The stretch wanted below opens at the line containing "find pony's head" and closes at the line containing "find pony's tail". Please return it exactly, with no other lines.

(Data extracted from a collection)
↓
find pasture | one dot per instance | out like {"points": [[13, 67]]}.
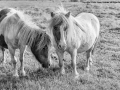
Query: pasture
{"points": [[104, 74]]}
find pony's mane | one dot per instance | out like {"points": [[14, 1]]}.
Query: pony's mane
{"points": [[28, 32], [70, 22]]}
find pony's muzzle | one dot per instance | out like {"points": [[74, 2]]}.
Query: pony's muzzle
{"points": [[63, 47], [46, 66]]}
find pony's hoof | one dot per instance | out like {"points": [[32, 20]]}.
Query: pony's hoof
{"points": [[87, 69], [23, 73], [77, 76], [63, 71]]}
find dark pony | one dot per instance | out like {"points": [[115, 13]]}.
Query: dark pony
{"points": [[3, 45], [18, 30]]}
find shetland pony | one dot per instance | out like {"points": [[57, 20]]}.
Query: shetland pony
{"points": [[74, 35], [18, 31]]}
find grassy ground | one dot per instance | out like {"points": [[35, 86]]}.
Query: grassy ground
{"points": [[105, 71]]}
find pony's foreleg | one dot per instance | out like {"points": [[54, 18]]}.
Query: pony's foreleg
{"points": [[22, 49], [73, 56], [14, 60], [2, 57], [61, 63], [89, 59]]}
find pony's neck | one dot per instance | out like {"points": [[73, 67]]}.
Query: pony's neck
{"points": [[74, 32]]}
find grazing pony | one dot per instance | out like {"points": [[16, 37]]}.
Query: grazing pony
{"points": [[18, 31], [74, 35]]}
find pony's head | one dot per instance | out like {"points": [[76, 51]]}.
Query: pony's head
{"points": [[59, 27]]}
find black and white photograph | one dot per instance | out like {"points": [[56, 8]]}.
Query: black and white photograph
{"points": [[59, 44]]}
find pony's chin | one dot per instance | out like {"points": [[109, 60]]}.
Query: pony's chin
{"points": [[61, 49], [45, 66]]}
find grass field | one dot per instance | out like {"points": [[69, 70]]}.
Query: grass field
{"points": [[105, 71]]}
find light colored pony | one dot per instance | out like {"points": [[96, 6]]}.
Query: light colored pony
{"points": [[74, 35], [18, 31]]}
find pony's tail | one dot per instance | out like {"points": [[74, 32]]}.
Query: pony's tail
{"points": [[93, 50]]}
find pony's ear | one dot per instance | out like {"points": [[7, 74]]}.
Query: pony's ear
{"points": [[67, 15], [52, 14]]}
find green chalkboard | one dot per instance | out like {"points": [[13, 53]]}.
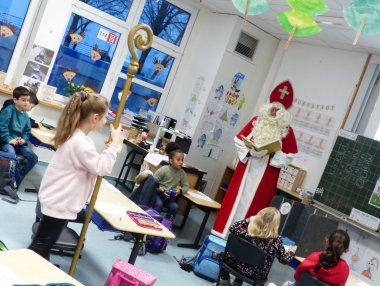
↑
= OUTPUT FOR THIS TASK =
find pony's head | one dot per instance | out like {"points": [[76, 51]]}.
Query: pony's head
{"points": [[59, 27]]}
find black and white photograph | one dot per instance | out like {"points": [[56, 8]]}.
Query: black and white photograph
{"points": [[59, 44]]}
find pony's chin | one dot per instance | out like {"points": [[109, 60]]}.
Query: pony's chin
{"points": [[61, 49], [45, 66]]}
find grass field | one dot per instance | out like {"points": [[69, 70]]}.
Query: grass field
{"points": [[105, 71]]}
find light colored pony | one dot per instance | out like {"points": [[96, 6]]}.
Query: light colored pony
{"points": [[74, 35], [18, 31]]}
find pony's tail | one dot per instance | out like {"points": [[74, 32]]}.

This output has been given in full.